Exercises to complete:
1) Rewrite the metastasis text from "Metastasis: A Historical" to "nature of metastasis.", inclusive, changing "migration" to "relocation".
2) How would you sum up the metastasis text in two sentences?
3) Do these statements agree with the metastasis text? (a) The term "metastasis" was coined in 1829. (b) Metastatic cancer usually causes death through organ failure. (c) Rupert Willis observed that clinical relapse for several cancers could come between 5 and 30 years.
### Selected text
Metastasis: A Historical Perspective

Coined in 1829, the term ‘metastasis’ comes from Greek. It means a migration or a removal. Steven Paget’s seminal 1889 paper, “The Distribution of Secondary Growths In Cancer Of The Breast,” introduced the “seed and soil hypothesis,” postulating that cancer cells (seed) thrive in specific environments (soil). This groundbreaking idea laid the foundation for understanding the organ-specific nature of metastasis.

Key Steps in Metastasis

Metastasis involves a series of steps, including primary tumor growth, angiogenesis, epithelial-mesenchymal transition (EMT), intravasation into the bloodstream, survival during circulation, extravasation at secondary sites, and subsequent growth. The remarkable biological feat lies in the ability of cancer cells to navigate through these intricate steps, with only a fraction successfully completing the journey to metastasize.

Clincal impact

Clinical Dormancy: A Hidden Challenge

Despite surgical interventions to remove the primary tumor, cancer patients often experience relapse after years or even decades. Surgey does cure a percentage of the patients but not all. For example, 62% of breast cancer deaths occur 5 years after surgery. This phenomenon is attributed to clinical dormancy, a period where residual cancer remains undetectable. In early 1950s, pathologist Rupert Willis observed that the time to clinical relapse for several cancers could be between 5 and 30 years. The only plausible explanation, he suggested, was that the cancer cells go in a dormat state. Essentially they remain inactive and reemerge later. This makes cancer even more scary. Much of this is an area of ongoing research.

Metastatic Cancer: Beyond Organ Failure

It may be surprising to learn that metastatic cancer seldom leads to death through organ failure. Liver and lung metastases, for instance, can progress significantly before causing organ-specific morbidity. The staggering realization is that even with 90% liver involvement, normal liver function can persist.If damages to liver goes beyond 90%, the patient can have jaundice, nausea, and ultimately die from liver failure but that would mean literally 90% of liver has to be destroyed. Similarly, for lung there needs to be a lot of metastases before the patient has respiratory failure.

The question arises: if not organ failure, what causes death in metastatic cancer patients? The answer lies in cancer poison syndromes, where chemokines and cytokines, typically essential for normal bodily functions, become agents of harm when overproduced by cancer cells.
######
### Records
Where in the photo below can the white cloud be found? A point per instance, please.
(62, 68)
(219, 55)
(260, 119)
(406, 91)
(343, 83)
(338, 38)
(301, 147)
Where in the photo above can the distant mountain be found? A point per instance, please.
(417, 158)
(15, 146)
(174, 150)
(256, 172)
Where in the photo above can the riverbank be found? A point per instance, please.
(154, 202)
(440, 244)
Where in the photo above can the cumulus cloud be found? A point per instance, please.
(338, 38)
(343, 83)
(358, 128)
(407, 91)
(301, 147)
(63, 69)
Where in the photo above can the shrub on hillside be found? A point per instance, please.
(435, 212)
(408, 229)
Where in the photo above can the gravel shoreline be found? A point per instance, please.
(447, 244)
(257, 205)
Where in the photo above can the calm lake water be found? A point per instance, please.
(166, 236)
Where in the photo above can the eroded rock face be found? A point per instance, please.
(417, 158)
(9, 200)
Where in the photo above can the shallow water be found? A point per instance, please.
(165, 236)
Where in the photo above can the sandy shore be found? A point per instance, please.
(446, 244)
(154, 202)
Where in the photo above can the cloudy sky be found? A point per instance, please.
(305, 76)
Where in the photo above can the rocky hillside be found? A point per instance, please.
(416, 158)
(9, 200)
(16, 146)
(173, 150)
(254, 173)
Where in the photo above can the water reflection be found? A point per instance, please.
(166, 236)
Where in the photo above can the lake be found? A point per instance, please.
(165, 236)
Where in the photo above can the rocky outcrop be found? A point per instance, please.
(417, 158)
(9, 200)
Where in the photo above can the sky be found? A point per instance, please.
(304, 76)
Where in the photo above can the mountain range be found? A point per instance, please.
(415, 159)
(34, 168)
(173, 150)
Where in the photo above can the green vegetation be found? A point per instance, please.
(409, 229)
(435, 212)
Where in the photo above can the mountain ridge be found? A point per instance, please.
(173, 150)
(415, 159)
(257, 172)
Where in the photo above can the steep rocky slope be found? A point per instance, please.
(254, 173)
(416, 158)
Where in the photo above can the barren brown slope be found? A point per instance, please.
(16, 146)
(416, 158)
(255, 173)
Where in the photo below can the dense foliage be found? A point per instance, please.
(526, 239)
######
Outputs in order:
1)
Metastasis: A Historical Perspective

Coined in 1829, the term ‘metastasis’ comes from Greek. It means a relocation or a removal. Steven Paget’s seminal 1889 paper, “The Distribution of Secondary Growths In Cancer Of The Breast,” introduced the “seed and soil hypothesis,” postulating that cancer cells (seed) thrive in specific environments (soil). This groundbreaking idea laid the foundation for understanding the organ-specific nature of metastasis.

2) The term "metastasis," coined in 1829 from Greek, refers to a multistep process that only a fraction of cancer cells complete. Residual cancer can remain undetectable for years in clinical dormancy, and metastatic cancer seldom kills through organ failure, with death instead attributed to cancer poison syndromes in which chemokines and cytokines overproduced by cancer cells become harmful.

3)
(a) Yes: "Coined in 1829, the term ‘metastasis’ comes from Greek."
(b) No: "metastatic cancer seldom leads to death through organ failure."
(c) Yes: "pathologist Rupert Willis observed that the time to clinical relapse for several cancers could be between 5 and 30 years."